### SOURCE
§
Those in Need of God / 20.04.2013

The poor are those are in need of God. One may ask why Carl Marx was bothered by that. If God is the source of existence for those who believe, no one would deny the believer the right to resort to God except those who believe, like Marx, that God is the invention of Man. Those who are in need of God are not so because of material poverty, but because they feel deeply that the Lord is the one who fully satisfies them, not with money but with life. Those who, with all their being, are in need of God, come to the Lord because they need His tenderness. And let us say that they come to Him out of poverty, what is wrong with that? The Lord takes us to Himself from where we are at. So if He receives us to Himself due to our poverty, why should that bother Marx? Does that mean that we have invented Him because we have felt that we are in need of Him? Does need necessarily stir up the imagination, or is it that what we are asking for does actually exist?

Why do the Marxists insist that we have invented God so that we can have our needs satisfied? Who told them that the need they are talking about does not really exist in Man’s heart or nervous system? And are the heart and the nervous system imaginary things? And do the Marxists want evidence stronger than that of the heart? I always get shocked at the claims of atheists, skeptics and those who waver in their faith, that they base their claims on human logic; they think that they really base things on logic while what they claim are only ideas they opted to believe in; and as such they misguide people that those ideas they opt to believe in spring from Man’s logical intellect.

The big lie of the atheists is fooling people in making them think that what is not of faith is then of logic while it can be of myth. And if we suppose that whatever is outside belief is from logic, who says that all human logic and thought is sane and superior? There is no logic in the absolute. My logic and your logic are related to what you and I have in the depths of our beings. There is not one same entity of logic that you can refer to in all humans. Each intellect and each mind is well knit to whom it belongs to with all what he has of beliefs, imaginations and illusions. There is no fixed criterion called the mind or logic. All minds can come from a religion they have inherited or from their political choices.

The lie of the skeptics is their claim that they want you to base things on the mind and logic. When they deny the faith, they want you to remain in disbelief; and that is a “faith” they have chosen for themselves. The unbeliever decided that God does not exist; while in reality he has another God which is the mind or money or a political party or sex. There is no human being who is not drawn to something outside him. No religion can be based except on a god who is not you. This is why we say that we are in need of a god who not only enriches us with His grace, but also raises us from every nothingness we plunge ourselves in since everything but He is nothingness.
§
### CHALLENGE 1
Decide whether each statement below agrees with the essay, answering yes or no and quoting the essay's deciding words.
(a) The essay says people are in need of God because of material poverty.
(b) The essay says there is no fixed criterion called the mind or logic.
(c) The essay says the unbeliever has no god of any kind.
### CHALLENGE 2
Answer these questions from the essay.
(a) Which person does the essay name as believing that God is the invention of Man?
(b) Besides the heart, where in Man does the essay say the need might exist?
(c) What does the essay call "the big lie of the atheists"?
§
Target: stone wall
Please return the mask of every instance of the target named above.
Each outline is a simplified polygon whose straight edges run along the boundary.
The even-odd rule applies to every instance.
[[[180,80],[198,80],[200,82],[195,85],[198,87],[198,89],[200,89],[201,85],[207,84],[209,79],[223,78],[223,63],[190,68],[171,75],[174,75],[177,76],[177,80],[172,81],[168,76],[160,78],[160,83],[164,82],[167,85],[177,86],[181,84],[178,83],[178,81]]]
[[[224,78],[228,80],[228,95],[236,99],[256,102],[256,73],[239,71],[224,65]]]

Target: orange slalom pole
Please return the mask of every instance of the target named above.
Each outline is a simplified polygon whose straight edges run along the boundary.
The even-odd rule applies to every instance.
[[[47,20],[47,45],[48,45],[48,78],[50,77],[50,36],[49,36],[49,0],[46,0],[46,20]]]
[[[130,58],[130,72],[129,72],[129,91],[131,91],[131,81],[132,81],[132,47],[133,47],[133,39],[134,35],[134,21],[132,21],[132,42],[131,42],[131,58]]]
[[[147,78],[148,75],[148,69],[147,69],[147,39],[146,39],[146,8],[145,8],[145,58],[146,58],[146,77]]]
§
### REPLY 1
(a) No: "Those who are in need of God are not so because of material poverty"
(b) Yes: "There is no fixed criterion called the mind or logic."
(c) No: "while in reality he has another God which is the mind or money or a political party or sex"

### REPLY 2
(a) Carl Marx
(b) In Man's nervous system
(c) Fooling people into thinking that what is not of faith is then of logic, while it can be of myth